Copy out all of the data below line for line, changing nothing.

### [Data for this exercise]
_ _ _ _ _ _ _
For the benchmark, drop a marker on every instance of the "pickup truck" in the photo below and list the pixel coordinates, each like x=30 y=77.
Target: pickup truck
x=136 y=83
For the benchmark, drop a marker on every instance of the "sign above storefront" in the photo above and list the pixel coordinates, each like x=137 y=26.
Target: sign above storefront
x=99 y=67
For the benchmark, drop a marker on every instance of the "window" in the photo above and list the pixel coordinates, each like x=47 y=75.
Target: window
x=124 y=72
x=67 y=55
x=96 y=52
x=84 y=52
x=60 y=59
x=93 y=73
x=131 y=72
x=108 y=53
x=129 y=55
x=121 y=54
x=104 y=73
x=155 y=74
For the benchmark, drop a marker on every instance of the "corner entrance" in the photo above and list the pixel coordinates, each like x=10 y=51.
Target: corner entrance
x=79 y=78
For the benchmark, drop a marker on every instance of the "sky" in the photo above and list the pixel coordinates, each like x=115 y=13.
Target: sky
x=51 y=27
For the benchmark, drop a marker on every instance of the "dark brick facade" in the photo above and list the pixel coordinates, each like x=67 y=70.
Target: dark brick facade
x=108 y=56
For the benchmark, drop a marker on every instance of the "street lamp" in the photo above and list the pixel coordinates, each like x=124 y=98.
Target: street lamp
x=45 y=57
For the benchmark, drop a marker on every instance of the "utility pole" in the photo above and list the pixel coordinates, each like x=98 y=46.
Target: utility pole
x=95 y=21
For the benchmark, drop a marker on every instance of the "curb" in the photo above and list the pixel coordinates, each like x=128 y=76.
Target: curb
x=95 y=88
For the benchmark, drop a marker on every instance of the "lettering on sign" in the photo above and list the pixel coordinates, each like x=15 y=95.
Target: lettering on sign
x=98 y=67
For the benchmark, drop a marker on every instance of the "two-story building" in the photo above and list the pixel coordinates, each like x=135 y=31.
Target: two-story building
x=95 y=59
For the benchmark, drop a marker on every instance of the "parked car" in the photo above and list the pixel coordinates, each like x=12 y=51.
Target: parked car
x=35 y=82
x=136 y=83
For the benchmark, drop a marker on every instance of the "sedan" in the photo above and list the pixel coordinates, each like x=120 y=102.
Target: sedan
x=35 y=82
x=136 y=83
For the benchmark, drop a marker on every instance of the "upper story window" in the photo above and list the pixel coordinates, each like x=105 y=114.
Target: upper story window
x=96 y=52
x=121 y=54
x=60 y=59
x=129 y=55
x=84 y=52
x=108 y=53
_ _ _ _ _ _ _
### [Complete output]
For the benchmark, drop a marker on every instance of the "pickup truck" in the photo below and list the pixel coordinates, each like x=30 y=77.
Target: pickup truck
x=136 y=83
For the benchmark, drop a marker on every instance of the "sign above storefront" in the photo above and list the pixel coordinates, each like x=137 y=26.
Target: sign above storefront
x=99 y=67
For the benchmark, drop a marker on every instance of the "window" in the photo above and list the pixel coordinates, each like x=47 y=75.
Target: window
x=124 y=72
x=67 y=55
x=96 y=52
x=84 y=52
x=60 y=59
x=93 y=73
x=131 y=72
x=108 y=53
x=129 y=55
x=121 y=54
x=104 y=73
x=155 y=74
For the benchmark, drop a marker on every instance of the "corner entrance" in the photo above and list the pixel coordinates, each like x=10 y=51.
Target: corner entrance
x=79 y=78
For the benchmark, drop a marker on every instance of the "sky" in the photo above and list the pixel coordinates, each like x=115 y=13.
Target: sky
x=51 y=27
For the benchmark, drop a marker on every instance of the "dark brick facade" in the photo above and list the pixel coordinates, each like x=67 y=70.
Target: dark brick facade
x=108 y=56
For the benchmark, drop a marker on every instance of the "street lamp" in the photo above and list the pixel coordinates, each like x=124 y=98.
Target: street lamp
x=45 y=57
For the benchmark, drop a marker on every instance of the "utility pole" in the photo above and list the pixel coordinates, each like x=98 y=46.
Target: utility pole
x=95 y=21
For the benchmark, drop a marker on every instance of the "curb" in the photo above and list the pixel coordinates, each like x=128 y=76.
Target: curb
x=95 y=88
For the benchmark, drop a marker on every instance of the "lettering on sign" in the photo above and list the pixel coordinates, each like x=15 y=95.
Target: lettering on sign
x=98 y=67
For the benchmark, drop a marker on every instance of the "two-story building" in the photo above and list the pixel coordinates, each like x=135 y=31.
Target: two-story building
x=95 y=59
For the benchmark, drop a marker on every instance of the "parked car" in the photo above and list the pixel coordinates, each like x=12 y=51.
Target: parked car
x=35 y=82
x=136 y=83
For the benchmark, drop a marker on every instance of the "sedan" in the photo above and list the pixel coordinates, each like x=120 y=102.
Target: sedan
x=35 y=82
x=136 y=83
For the benchmark, drop a marker on every instance of the "upper story window" in the photo above and list the pixel coordinates, each like x=105 y=114.
Target: upper story window
x=96 y=52
x=121 y=54
x=60 y=59
x=129 y=55
x=84 y=52
x=108 y=53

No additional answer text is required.